* [EXERCISE BRIEF]:
Are you able to quote each entry exactly as written?

* [RECORDS SHOWN]:
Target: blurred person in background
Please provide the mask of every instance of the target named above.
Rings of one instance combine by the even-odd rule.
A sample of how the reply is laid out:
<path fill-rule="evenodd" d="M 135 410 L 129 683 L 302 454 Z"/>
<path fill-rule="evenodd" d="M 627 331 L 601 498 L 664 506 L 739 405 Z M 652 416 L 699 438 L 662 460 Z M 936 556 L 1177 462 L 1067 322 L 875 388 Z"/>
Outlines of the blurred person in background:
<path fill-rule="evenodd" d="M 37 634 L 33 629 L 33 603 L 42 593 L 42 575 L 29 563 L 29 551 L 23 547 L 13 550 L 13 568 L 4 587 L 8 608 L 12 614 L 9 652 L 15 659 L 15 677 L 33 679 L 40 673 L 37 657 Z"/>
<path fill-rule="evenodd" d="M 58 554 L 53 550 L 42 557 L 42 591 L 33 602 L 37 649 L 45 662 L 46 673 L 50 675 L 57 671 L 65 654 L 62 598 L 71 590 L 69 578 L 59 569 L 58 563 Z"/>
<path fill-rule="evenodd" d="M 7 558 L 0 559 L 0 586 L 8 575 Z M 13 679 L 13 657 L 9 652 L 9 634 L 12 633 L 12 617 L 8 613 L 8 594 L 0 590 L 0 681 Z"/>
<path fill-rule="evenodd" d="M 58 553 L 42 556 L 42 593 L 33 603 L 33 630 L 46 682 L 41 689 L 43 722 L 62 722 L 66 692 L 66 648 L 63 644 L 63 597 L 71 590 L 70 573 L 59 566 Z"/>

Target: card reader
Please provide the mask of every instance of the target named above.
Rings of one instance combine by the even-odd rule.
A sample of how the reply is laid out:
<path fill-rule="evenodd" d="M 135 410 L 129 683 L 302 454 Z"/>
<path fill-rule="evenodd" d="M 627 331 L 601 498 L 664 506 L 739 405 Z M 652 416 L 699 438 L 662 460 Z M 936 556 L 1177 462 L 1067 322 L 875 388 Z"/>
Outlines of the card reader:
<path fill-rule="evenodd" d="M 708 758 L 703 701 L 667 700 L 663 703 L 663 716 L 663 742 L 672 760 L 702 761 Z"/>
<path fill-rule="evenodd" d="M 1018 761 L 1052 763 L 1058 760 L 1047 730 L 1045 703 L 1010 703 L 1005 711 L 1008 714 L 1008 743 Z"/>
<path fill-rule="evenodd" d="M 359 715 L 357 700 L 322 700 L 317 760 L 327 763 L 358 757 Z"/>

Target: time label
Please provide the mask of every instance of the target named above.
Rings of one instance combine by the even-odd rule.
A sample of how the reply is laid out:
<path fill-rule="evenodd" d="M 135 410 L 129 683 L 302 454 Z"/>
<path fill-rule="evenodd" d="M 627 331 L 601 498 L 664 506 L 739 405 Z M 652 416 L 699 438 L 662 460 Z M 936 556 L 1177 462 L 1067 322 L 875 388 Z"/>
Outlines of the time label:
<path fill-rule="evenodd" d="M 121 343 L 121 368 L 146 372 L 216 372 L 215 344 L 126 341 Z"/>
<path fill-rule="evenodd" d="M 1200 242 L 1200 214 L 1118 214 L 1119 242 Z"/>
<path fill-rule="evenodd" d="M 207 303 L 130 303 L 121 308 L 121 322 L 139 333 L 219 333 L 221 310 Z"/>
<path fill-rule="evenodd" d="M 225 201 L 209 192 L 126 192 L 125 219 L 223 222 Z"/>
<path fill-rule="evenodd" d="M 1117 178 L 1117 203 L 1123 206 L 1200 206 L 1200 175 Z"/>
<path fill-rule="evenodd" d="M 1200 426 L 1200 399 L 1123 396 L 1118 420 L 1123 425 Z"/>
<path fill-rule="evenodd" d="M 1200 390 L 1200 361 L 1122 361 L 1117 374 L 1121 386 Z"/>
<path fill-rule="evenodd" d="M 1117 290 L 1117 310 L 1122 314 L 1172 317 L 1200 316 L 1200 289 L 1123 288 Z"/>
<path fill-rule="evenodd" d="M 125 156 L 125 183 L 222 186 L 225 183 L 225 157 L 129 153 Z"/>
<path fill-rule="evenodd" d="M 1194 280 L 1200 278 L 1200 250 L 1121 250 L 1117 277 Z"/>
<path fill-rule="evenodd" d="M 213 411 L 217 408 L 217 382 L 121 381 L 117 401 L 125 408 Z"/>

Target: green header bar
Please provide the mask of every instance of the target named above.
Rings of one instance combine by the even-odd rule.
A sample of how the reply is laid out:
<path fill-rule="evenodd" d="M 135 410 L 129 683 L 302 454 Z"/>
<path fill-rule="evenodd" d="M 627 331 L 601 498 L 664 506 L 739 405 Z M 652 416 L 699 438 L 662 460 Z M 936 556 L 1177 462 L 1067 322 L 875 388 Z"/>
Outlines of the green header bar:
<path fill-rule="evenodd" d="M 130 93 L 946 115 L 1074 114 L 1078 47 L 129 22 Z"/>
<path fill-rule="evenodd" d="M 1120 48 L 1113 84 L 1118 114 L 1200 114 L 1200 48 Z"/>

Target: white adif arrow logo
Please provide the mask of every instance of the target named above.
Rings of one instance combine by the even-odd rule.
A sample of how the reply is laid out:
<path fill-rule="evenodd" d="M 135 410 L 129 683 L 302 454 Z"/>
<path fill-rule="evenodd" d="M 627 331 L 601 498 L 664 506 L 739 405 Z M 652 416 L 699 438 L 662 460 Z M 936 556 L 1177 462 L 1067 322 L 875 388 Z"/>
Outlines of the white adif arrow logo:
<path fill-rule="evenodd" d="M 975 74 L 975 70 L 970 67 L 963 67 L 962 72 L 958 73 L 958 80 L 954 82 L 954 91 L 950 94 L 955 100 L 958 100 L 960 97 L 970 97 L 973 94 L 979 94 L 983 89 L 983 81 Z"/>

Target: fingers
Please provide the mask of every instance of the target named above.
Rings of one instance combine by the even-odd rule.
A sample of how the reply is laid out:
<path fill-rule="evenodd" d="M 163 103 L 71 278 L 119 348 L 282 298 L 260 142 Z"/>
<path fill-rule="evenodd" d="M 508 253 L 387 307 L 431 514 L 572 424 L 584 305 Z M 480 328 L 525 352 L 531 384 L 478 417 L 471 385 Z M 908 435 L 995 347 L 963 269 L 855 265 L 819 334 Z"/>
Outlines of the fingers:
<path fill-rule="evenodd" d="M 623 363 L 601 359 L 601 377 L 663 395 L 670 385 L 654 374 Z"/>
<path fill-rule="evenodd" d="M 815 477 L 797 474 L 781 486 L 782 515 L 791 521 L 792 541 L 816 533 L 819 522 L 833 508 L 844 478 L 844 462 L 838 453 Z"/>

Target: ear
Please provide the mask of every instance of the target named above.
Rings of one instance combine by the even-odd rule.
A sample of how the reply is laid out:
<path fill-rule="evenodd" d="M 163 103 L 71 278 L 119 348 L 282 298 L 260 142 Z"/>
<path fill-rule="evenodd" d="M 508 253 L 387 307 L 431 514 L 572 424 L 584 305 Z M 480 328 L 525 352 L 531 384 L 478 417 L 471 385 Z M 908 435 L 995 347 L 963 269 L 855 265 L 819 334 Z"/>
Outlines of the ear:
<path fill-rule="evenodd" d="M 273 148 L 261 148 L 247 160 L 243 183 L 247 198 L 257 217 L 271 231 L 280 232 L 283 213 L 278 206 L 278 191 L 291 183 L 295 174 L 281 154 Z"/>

* [RESPONSE]:
Target: blurred person in background
Please provide the mask of every instance of the target named above.
Rings of one instance combine by the even-odd rule.
A sample of how the reply is laid out:
<path fill-rule="evenodd" d="M 135 410 L 129 683 L 302 454 Z"/>
<path fill-rule="evenodd" d="M 627 331 L 601 498 L 664 506 L 739 405 Z M 652 416 L 699 438 L 662 460 Z M 936 556 L 1177 462 L 1067 322 L 875 388 Z"/>
Outlines of the blurred person in background:
<path fill-rule="evenodd" d="M 37 634 L 33 629 L 33 603 L 42 593 L 42 575 L 29 563 L 29 551 L 23 547 L 13 550 L 13 568 L 4 587 L 8 608 L 12 614 L 9 652 L 15 659 L 15 677 L 33 679 L 40 673 L 37 657 Z"/>
<path fill-rule="evenodd" d="M 58 554 L 53 550 L 42 557 L 42 591 L 33 602 L 37 649 L 45 662 L 46 673 L 50 675 L 57 671 L 65 654 L 62 598 L 71 590 L 69 578 L 59 569 L 58 563 Z"/>
<path fill-rule="evenodd" d="M 7 558 L 0 559 L 0 586 L 8 575 Z M 13 679 L 13 657 L 9 652 L 9 634 L 12 633 L 12 617 L 8 613 L 8 594 L 0 590 L 0 681 Z"/>
<path fill-rule="evenodd" d="M 58 553 L 42 556 L 42 593 L 33 603 L 33 630 L 46 682 L 41 689 L 43 722 L 62 722 L 66 692 L 66 648 L 63 644 L 63 597 L 71 590 L 70 573 L 59 566 Z"/>

Target: card reader
Please provide the mask of every instance of the target named above.
Rings of one instance combine by the even-odd rule.
A sample of how the reply is laid out:
<path fill-rule="evenodd" d="M 135 410 L 129 683 L 302 454 Z"/>
<path fill-rule="evenodd" d="M 627 331 L 601 498 L 664 506 L 739 405 Z M 652 416 L 699 438 L 662 460 Z M 936 556 L 1177 462 L 1067 322 L 875 388 Z"/>
Outlines of the card reader:
<path fill-rule="evenodd" d="M 708 758 L 703 701 L 667 700 L 663 703 L 663 716 L 663 742 L 672 760 L 702 761 Z"/>
<path fill-rule="evenodd" d="M 1018 761 L 1052 763 L 1058 760 L 1047 730 L 1045 703 L 1010 703 L 1005 711 L 1008 714 L 1008 743 Z"/>
<path fill-rule="evenodd" d="M 359 715 L 357 700 L 322 700 L 317 760 L 327 763 L 358 757 Z"/>

Target: time label
Please provide the mask of every instance of the target named above.
Rings of one instance combine by the even-odd rule.
A sample of how the reply is laid out:
<path fill-rule="evenodd" d="M 135 410 L 129 683 L 302 454 Z"/>
<path fill-rule="evenodd" d="M 627 331 L 601 498 L 664 506 L 739 405 Z M 652 416 L 699 438 L 662 460 Z M 936 556 L 1177 462 L 1067 322 L 875 388 Z"/>
Outlines of the time label:
<path fill-rule="evenodd" d="M 121 343 L 121 368 L 146 372 L 216 372 L 215 344 L 126 341 Z"/>
<path fill-rule="evenodd" d="M 1200 242 L 1200 214 L 1118 214 L 1119 242 Z"/>
<path fill-rule="evenodd" d="M 207 303 L 130 303 L 121 308 L 121 322 L 139 333 L 219 333 L 221 310 Z"/>
<path fill-rule="evenodd" d="M 225 201 L 209 192 L 126 192 L 125 219 L 223 222 Z"/>
<path fill-rule="evenodd" d="M 1117 178 L 1117 203 L 1123 206 L 1200 206 L 1200 175 Z"/>
<path fill-rule="evenodd" d="M 1200 426 L 1200 399 L 1123 396 L 1118 420 L 1123 425 Z"/>
<path fill-rule="evenodd" d="M 1200 390 L 1200 361 L 1122 361 L 1117 374 L 1121 386 Z"/>
<path fill-rule="evenodd" d="M 1117 290 L 1117 310 L 1122 314 L 1172 317 L 1200 316 L 1200 289 L 1123 288 Z"/>
<path fill-rule="evenodd" d="M 125 156 L 125 183 L 222 186 L 225 183 L 225 157 L 129 153 Z"/>
<path fill-rule="evenodd" d="M 1194 280 L 1200 278 L 1200 250 L 1121 250 L 1117 277 Z"/>
<path fill-rule="evenodd" d="M 213 411 L 217 408 L 217 382 L 121 381 L 117 401 L 125 408 Z"/>

Target: green header bar
Please provide the mask of every instance of the target named above.
Rings of one instance combine by the even-odd rule.
A sample of how the reply is laid out:
<path fill-rule="evenodd" d="M 135 410 L 129 683 L 302 454 Z"/>
<path fill-rule="evenodd" d="M 627 331 L 601 498 L 664 506 L 739 405 Z M 652 416 L 699 438 L 662 460 Z M 936 556 L 1177 462 L 1067 322 L 875 388 Z"/>
Outlines of the green header bar:
<path fill-rule="evenodd" d="M 130 93 L 946 115 L 1074 114 L 1078 47 L 129 22 Z"/>
<path fill-rule="evenodd" d="M 1120 48 L 1113 84 L 1118 114 L 1200 114 L 1200 48 Z"/>

Target: white adif arrow logo
Please provide the mask of every instance of the target named above.
Rings of one instance combine by the even-odd rule.
A sample of how the reply is laid out:
<path fill-rule="evenodd" d="M 135 410 L 129 683 L 302 454 Z"/>
<path fill-rule="evenodd" d="M 627 331 L 601 498 L 664 506 L 739 405 Z M 652 416 L 699 438 L 662 460 Z M 936 556 L 1177 462 L 1067 322 L 875 388 Z"/>
Outlines of the white adif arrow logo:
<path fill-rule="evenodd" d="M 975 74 L 975 70 L 970 67 L 963 67 L 962 72 L 958 73 L 958 80 L 954 82 L 954 91 L 950 94 L 955 100 L 958 100 L 960 97 L 970 97 L 973 94 L 979 94 L 983 89 L 983 81 Z"/>

Target: fingers
Please provide the mask of every instance of the target named above.
Rings of one instance combine by the even-odd rule.
A sample of how the reply is laid out:
<path fill-rule="evenodd" d="M 163 103 L 71 278 L 119 348 L 282 298 L 260 142 Z"/>
<path fill-rule="evenodd" d="M 508 253 L 387 307 L 431 514 L 572 424 L 584 305 Z M 480 328 L 525 352 L 531 384 L 478 417 L 471 385 Z M 908 435 L 995 347 L 963 269 L 855 265 L 819 334 Z"/>
Outlines of the fingers:
<path fill-rule="evenodd" d="M 623 363 L 601 359 L 601 377 L 663 395 L 670 385 L 654 374 Z"/>
<path fill-rule="evenodd" d="M 815 477 L 797 474 L 781 486 L 782 515 L 791 521 L 792 541 L 816 533 L 819 522 L 833 508 L 844 478 L 844 462 L 838 453 Z"/>

Target: ear
Please provide the mask of every instance of the target named above.
Rings of one instance combine by the even-odd rule.
A sample of how the reply is laid out:
<path fill-rule="evenodd" d="M 163 103 L 71 278 L 119 348 L 282 298 L 260 142 Z"/>
<path fill-rule="evenodd" d="M 508 253 L 387 307 L 431 514 L 572 424 L 584 305 Z M 480 328 L 525 352 L 531 384 L 478 417 L 471 385 Z M 908 435 L 995 347 L 963 269 L 855 265 L 819 334 Z"/>
Outlines of the ear:
<path fill-rule="evenodd" d="M 273 148 L 261 148 L 247 160 L 243 183 L 247 198 L 257 217 L 271 231 L 280 232 L 283 213 L 278 206 L 278 191 L 291 183 L 295 174 L 281 154 Z"/>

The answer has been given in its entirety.